▶ **PROBLEM**:
Transcribe exactly, and only, the lines running from the one that contains "of the city" through the last line of the material. No pictures.

▶ **INPUT DATA**:
--- START ---

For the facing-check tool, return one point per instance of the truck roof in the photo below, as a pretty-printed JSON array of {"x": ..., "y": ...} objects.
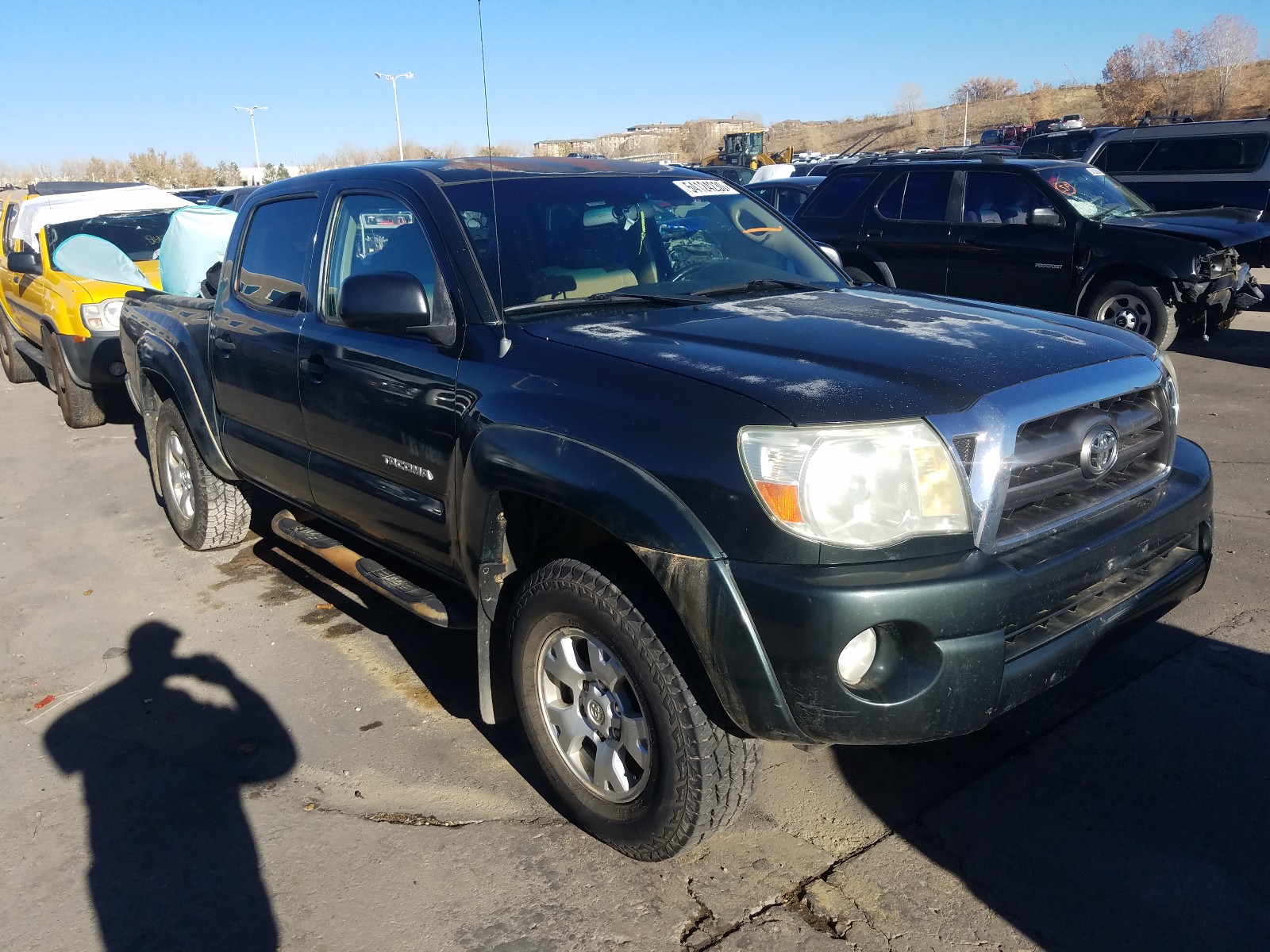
[{"x": 479, "y": 168}]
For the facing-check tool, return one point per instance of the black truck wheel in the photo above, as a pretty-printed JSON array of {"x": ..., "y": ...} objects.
[
  {"x": 82, "y": 406},
  {"x": 17, "y": 370},
  {"x": 624, "y": 743},
  {"x": 205, "y": 511},
  {"x": 1137, "y": 308}
]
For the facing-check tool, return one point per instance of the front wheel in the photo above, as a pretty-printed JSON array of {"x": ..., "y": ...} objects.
[
  {"x": 1137, "y": 308},
  {"x": 624, "y": 743},
  {"x": 205, "y": 511}
]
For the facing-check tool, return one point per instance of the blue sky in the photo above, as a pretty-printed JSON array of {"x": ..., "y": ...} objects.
[{"x": 108, "y": 78}]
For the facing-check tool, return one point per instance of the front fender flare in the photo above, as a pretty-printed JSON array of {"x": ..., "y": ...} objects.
[{"x": 159, "y": 359}]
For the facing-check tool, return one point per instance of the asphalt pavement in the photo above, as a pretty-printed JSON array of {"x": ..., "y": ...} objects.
[{"x": 237, "y": 750}]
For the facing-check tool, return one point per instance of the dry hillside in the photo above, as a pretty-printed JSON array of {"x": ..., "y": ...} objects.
[{"x": 1250, "y": 97}]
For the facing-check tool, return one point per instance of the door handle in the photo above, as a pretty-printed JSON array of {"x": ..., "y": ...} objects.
[{"x": 314, "y": 366}]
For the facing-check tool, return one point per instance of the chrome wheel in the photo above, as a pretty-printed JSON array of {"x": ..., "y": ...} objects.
[
  {"x": 1128, "y": 311},
  {"x": 594, "y": 715},
  {"x": 178, "y": 482}
]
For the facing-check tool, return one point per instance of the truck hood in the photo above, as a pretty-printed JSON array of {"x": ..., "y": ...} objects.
[
  {"x": 861, "y": 355},
  {"x": 1221, "y": 228}
]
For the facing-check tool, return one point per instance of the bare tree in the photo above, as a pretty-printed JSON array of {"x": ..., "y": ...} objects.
[
  {"x": 910, "y": 99},
  {"x": 1226, "y": 44},
  {"x": 979, "y": 88}
]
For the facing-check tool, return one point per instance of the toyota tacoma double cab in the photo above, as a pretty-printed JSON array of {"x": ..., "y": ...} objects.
[{"x": 686, "y": 486}]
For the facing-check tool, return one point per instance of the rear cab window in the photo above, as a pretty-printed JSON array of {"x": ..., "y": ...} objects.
[
  {"x": 275, "y": 254},
  {"x": 836, "y": 197},
  {"x": 918, "y": 196}
]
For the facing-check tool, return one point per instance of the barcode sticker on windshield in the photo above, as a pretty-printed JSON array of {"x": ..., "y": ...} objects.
[{"x": 705, "y": 187}]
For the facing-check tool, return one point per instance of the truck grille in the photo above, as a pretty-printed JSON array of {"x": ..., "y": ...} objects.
[{"x": 1058, "y": 473}]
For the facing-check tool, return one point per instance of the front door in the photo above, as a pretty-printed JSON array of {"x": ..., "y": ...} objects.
[
  {"x": 910, "y": 228},
  {"x": 254, "y": 347},
  {"x": 379, "y": 406},
  {"x": 999, "y": 254}
]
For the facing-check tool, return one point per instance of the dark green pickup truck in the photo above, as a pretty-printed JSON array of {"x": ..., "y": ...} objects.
[{"x": 687, "y": 486}]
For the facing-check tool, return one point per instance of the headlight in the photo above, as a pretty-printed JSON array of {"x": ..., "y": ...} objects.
[
  {"x": 859, "y": 486},
  {"x": 102, "y": 317}
]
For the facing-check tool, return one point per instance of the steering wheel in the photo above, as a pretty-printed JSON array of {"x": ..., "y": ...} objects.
[{"x": 753, "y": 228}]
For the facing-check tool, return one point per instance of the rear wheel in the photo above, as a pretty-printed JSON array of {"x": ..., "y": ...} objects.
[
  {"x": 17, "y": 368},
  {"x": 82, "y": 406},
  {"x": 205, "y": 511},
  {"x": 1137, "y": 308},
  {"x": 624, "y": 743}
]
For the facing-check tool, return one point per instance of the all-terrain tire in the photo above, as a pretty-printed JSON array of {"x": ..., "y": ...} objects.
[
  {"x": 205, "y": 511},
  {"x": 698, "y": 776},
  {"x": 82, "y": 406},
  {"x": 1137, "y": 308},
  {"x": 17, "y": 368}
]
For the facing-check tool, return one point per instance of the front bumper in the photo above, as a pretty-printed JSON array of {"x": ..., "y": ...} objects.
[
  {"x": 94, "y": 361},
  {"x": 971, "y": 636}
]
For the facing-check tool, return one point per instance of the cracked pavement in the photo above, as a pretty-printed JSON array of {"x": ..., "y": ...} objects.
[{"x": 364, "y": 805}]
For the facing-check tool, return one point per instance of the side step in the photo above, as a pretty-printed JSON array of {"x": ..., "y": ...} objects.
[
  {"x": 25, "y": 347},
  {"x": 416, "y": 600}
]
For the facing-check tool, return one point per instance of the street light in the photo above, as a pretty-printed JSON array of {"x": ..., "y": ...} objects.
[
  {"x": 251, "y": 112},
  {"x": 395, "y": 108}
]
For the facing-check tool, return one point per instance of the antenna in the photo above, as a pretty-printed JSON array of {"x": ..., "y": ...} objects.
[{"x": 503, "y": 344}]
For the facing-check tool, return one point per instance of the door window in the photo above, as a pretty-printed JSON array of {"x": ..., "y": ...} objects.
[
  {"x": 376, "y": 234},
  {"x": 1000, "y": 198},
  {"x": 918, "y": 196},
  {"x": 271, "y": 270},
  {"x": 835, "y": 197}
]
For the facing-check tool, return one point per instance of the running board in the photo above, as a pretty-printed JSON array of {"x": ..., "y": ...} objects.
[
  {"x": 416, "y": 600},
  {"x": 25, "y": 347}
]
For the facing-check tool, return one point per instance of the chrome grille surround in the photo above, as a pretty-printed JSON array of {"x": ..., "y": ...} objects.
[{"x": 1022, "y": 447}]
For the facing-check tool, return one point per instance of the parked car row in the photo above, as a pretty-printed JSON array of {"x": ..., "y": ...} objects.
[{"x": 683, "y": 484}]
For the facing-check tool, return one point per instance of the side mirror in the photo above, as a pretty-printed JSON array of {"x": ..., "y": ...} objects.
[
  {"x": 831, "y": 253},
  {"x": 1045, "y": 217},
  {"x": 385, "y": 301},
  {"x": 23, "y": 263}
]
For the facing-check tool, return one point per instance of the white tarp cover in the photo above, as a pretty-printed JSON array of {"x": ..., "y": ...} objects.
[
  {"x": 766, "y": 173},
  {"x": 90, "y": 257},
  {"x": 37, "y": 213},
  {"x": 196, "y": 240}
]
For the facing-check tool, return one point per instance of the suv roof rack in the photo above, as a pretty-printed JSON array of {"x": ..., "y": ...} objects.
[{"x": 991, "y": 158}]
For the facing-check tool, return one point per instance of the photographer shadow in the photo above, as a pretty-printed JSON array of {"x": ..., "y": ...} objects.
[
  {"x": 175, "y": 862},
  {"x": 1124, "y": 810}
]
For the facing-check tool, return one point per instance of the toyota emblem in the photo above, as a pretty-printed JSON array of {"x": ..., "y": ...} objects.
[{"x": 1099, "y": 452}]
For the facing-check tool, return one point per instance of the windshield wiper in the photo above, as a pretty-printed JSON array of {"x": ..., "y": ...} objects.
[
  {"x": 603, "y": 298},
  {"x": 760, "y": 285}
]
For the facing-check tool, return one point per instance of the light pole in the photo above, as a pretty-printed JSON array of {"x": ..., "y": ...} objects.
[
  {"x": 251, "y": 112},
  {"x": 395, "y": 107}
]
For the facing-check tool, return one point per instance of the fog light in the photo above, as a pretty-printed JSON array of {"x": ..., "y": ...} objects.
[{"x": 857, "y": 657}]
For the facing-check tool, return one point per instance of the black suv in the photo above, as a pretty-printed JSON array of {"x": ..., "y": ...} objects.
[{"x": 1041, "y": 232}]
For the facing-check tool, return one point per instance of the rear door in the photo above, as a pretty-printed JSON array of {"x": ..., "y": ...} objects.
[
  {"x": 379, "y": 406},
  {"x": 256, "y": 340},
  {"x": 996, "y": 254},
  {"x": 910, "y": 228}
]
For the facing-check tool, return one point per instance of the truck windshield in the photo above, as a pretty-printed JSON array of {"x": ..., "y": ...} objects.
[
  {"x": 1092, "y": 194},
  {"x": 137, "y": 234},
  {"x": 571, "y": 238}
]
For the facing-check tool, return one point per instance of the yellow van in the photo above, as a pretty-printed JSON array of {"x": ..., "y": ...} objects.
[{"x": 65, "y": 323}]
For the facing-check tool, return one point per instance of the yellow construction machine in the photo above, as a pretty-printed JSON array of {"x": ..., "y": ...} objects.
[{"x": 747, "y": 150}]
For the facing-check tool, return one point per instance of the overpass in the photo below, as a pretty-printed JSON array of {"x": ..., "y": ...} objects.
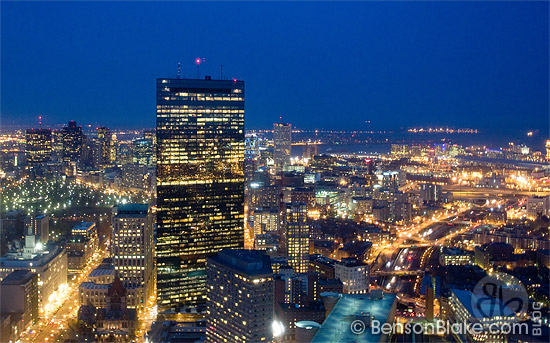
[{"x": 398, "y": 272}]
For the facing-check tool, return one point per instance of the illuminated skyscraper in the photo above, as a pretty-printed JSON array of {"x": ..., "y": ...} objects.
[
  {"x": 296, "y": 236},
  {"x": 73, "y": 140},
  {"x": 104, "y": 140},
  {"x": 39, "y": 146},
  {"x": 132, "y": 249},
  {"x": 282, "y": 142},
  {"x": 200, "y": 182},
  {"x": 240, "y": 297}
]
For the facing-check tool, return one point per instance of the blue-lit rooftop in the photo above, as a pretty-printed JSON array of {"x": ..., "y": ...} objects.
[{"x": 337, "y": 327}]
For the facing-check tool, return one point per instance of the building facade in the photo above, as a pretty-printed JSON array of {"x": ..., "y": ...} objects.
[
  {"x": 282, "y": 143},
  {"x": 240, "y": 297},
  {"x": 296, "y": 236},
  {"x": 133, "y": 248},
  {"x": 38, "y": 146},
  {"x": 73, "y": 141},
  {"x": 200, "y": 183},
  {"x": 105, "y": 144}
]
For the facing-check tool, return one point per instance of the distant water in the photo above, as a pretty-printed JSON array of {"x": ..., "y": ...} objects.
[{"x": 381, "y": 143}]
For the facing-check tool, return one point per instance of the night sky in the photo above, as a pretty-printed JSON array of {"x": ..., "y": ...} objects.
[{"x": 318, "y": 65}]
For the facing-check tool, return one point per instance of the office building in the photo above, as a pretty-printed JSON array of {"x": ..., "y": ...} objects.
[
  {"x": 38, "y": 146},
  {"x": 133, "y": 248},
  {"x": 19, "y": 294},
  {"x": 240, "y": 297},
  {"x": 39, "y": 224},
  {"x": 353, "y": 274},
  {"x": 143, "y": 152},
  {"x": 465, "y": 307},
  {"x": 282, "y": 143},
  {"x": 200, "y": 183},
  {"x": 48, "y": 263},
  {"x": 105, "y": 145},
  {"x": 85, "y": 229},
  {"x": 73, "y": 141},
  {"x": 296, "y": 236}
]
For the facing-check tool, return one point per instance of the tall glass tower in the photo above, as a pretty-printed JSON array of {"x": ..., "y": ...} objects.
[
  {"x": 282, "y": 143},
  {"x": 200, "y": 183}
]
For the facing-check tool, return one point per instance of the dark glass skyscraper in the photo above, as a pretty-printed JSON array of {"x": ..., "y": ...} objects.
[
  {"x": 38, "y": 146},
  {"x": 200, "y": 183}
]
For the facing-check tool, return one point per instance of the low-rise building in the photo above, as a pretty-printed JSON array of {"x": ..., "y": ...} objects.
[{"x": 353, "y": 274}]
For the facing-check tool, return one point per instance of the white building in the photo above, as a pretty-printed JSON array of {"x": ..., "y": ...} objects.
[
  {"x": 49, "y": 263},
  {"x": 133, "y": 249}
]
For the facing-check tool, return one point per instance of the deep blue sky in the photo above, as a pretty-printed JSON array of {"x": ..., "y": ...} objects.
[{"x": 319, "y": 65}]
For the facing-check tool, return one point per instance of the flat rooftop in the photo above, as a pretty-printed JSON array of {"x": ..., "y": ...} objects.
[{"x": 337, "y": 326}]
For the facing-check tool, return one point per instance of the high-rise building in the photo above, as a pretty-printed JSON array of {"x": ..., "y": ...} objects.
[
  {"x": 104, "y": 139},
  {"x": 354, "y": 275},
  {"x": 73, "y": 140},
  {"x": 296, "y": 236},
  {"x": 282, "y": 142},
  {"x": 240, "y": 297},
  {"x": 132, "y": 248},
  {"x": 38, "y": 146},
  {"x": 39, "y": 224},
  {"x": 200, "y": 183}
]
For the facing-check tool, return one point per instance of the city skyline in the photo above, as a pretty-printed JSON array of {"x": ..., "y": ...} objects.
[
  {"x": 274, "y": 172},
  {"x": 485, "y": 66}
]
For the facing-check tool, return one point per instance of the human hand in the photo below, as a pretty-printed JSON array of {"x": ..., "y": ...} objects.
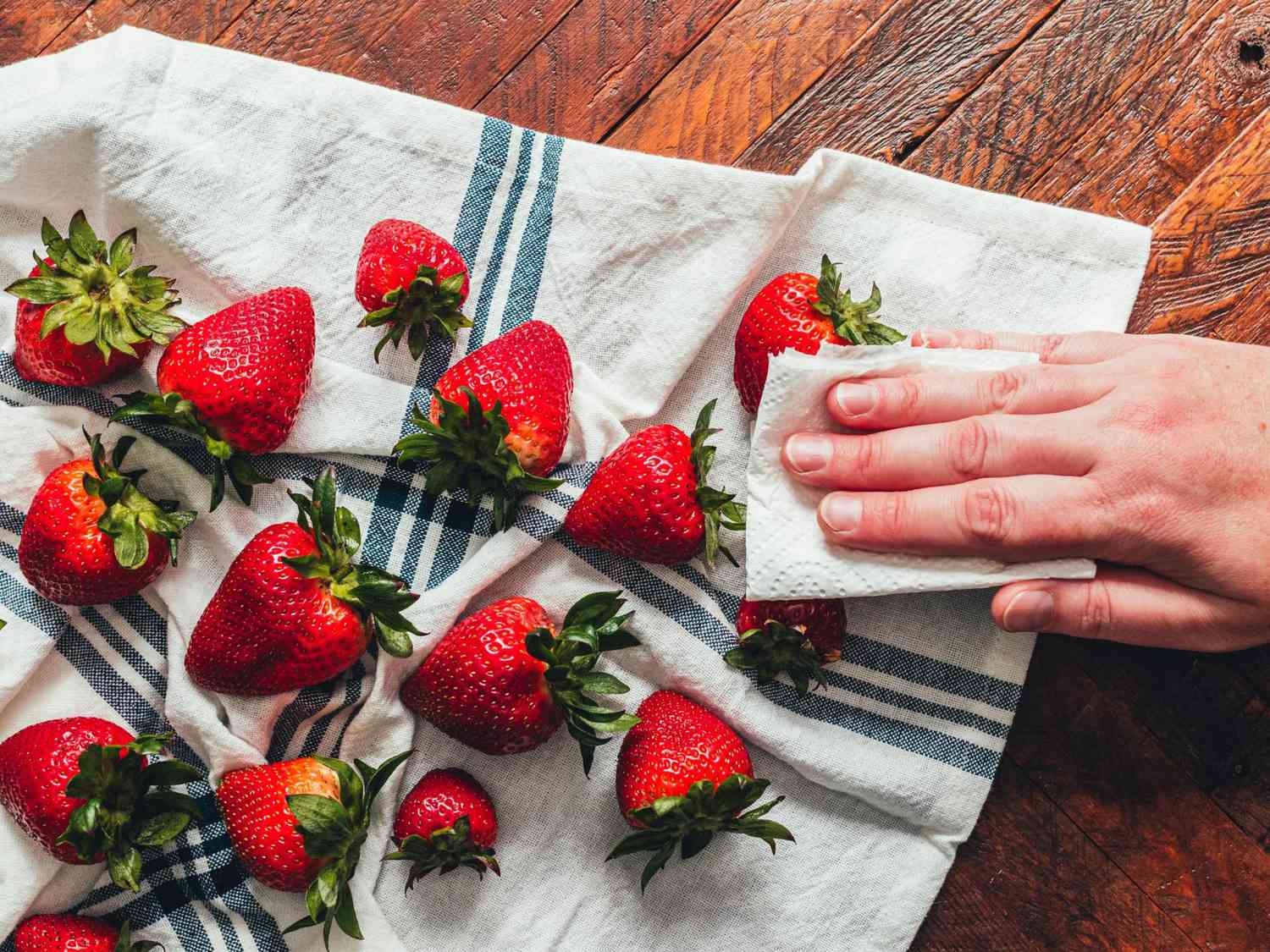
[{"x": 1147, "y": 454}]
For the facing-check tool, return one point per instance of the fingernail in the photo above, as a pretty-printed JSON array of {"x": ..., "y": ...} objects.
[
  {"x": 935, "y": 338},
  {"x": 841, "y": 513},
  {"x": 855, "y": 399},
  {"x": 1029, "y": 611},
  {"x": 808, "y": 452}
]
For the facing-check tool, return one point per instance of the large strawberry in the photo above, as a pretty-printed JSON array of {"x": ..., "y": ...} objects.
[
  {"x": 503, "y": 680},
  {"x": 299, "y": 827},
  {"x": 446, "y": 822},
  {"x": 91, "y": 536},
  {"x": 792, "y": 637},
  {"x": 683, "y": 776},
  {"x": 80, "y": 787},
  {"x": 235, "y": 381},
  {"x": 295, "y": 609},
  {"x": 649, "y": 499},
  {"x": 799, "y": 311},
  {"x": 75, "y": 933},
  {"x": 411, "y": 281},
  {"x": 500, "y": 421},
  {"x": 83, "y": 316}
]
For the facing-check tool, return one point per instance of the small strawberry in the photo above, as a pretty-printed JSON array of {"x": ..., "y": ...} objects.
[
  {"x": 299, "y": 827},
  {"x": 295, "y": 609},
  {"x": 79, "y": 787},
  {"x": 107, "y": 315},
  {"x": 91, "y": 537},
  {"x": 446, "y": 822},
  {"x": 235, "y": 381},
  {"x": 413, "y": 281},
  {"x": 75, "y": 933},
  {"x": 500, "y": 421},
  {"x": 798, "y": 311},
  {"x": 649, "y": 499},
  {"x": 503, "y": 680},
  {"x": 682, "y": 776},
  {"x": 795, "y": 637}
]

--- END ---

▶ **RESULT FOR THIS TASK**:
For the facing-check tool, return one point per instance of the city skyline in the photo above, as a pretty-printed JSON array of {"x": ..., "y": ...} objects.
[
  {"x": 274, "y": 172},
  {"x": 485, "y": 66}
]
For the facing-check tool, return one point per instance of the human hand in the photo below, as a pretty-printed JSON array of {"x": ..., "y": ...} objects.
[{"x": 1147, "y": 454}]
For the facing-check tool, return one point per instance of the fingernail in the photo above, as a pretty-printed JSON array of {"x": ..., "y": ...} objects.
[
  {"x": 935, "y": 338},
  {"x": 841, "y": 513},
  {"x": 855, "y": 399},
  {"x": 1029, "y": 611},
  {"x": 808, "y": 452}
]
For the facing-check tool, return one point per instance of the large strawberry in the photo above, as a pretty-printed JSON array of {"x": ..., "y": ...} objects.
[
  {"x": 503, "y": 680},
  {"x": 299, "y": 827},
  {"x": 446, "y": 822},
  {"x": 91, "y": 536},
  {"x": 792, "y": 637},
  {"x": 683, "y": 776},
  {"x": 80, "y": 787},
  {"x": 235, "y": 381},
  {"x": 295, "y": 609},
  {"x": 649, "y": 499},
  {"x": 799, "y": 311},
  {"x": 75, "y": 933},
  {"x": 411, "y": 281},
  {"x": 500, "y": 421},
  {"x": 83, "y": 316}
]
For the facing-check tool, return one point per instance of the small strawberry in the photo above, as a pretty-printed JSON array of {"x": ..., "y": ...} objects.
[
  {"x": 299, "y": 827},
  {"x": 295, "y": 609},
  {"x": 79, "y": 787},
  {"x": 107, "y": 315},
  {"x": 91, "y": 537},
  {"x": 446, "y": 822},
  {"x": 235, "y": 381},
  {"x": 413, "y": 281},
  {"x": 75, "y": 933},
  {"x": 500, "y": 421},
  {"x": 798, "y": 311},
  {"x": 649, "y": 499},
  {"x": 503, "y": 680},
  {"x": 682, "y": 776},
  {"x": 795, "y": 637}
]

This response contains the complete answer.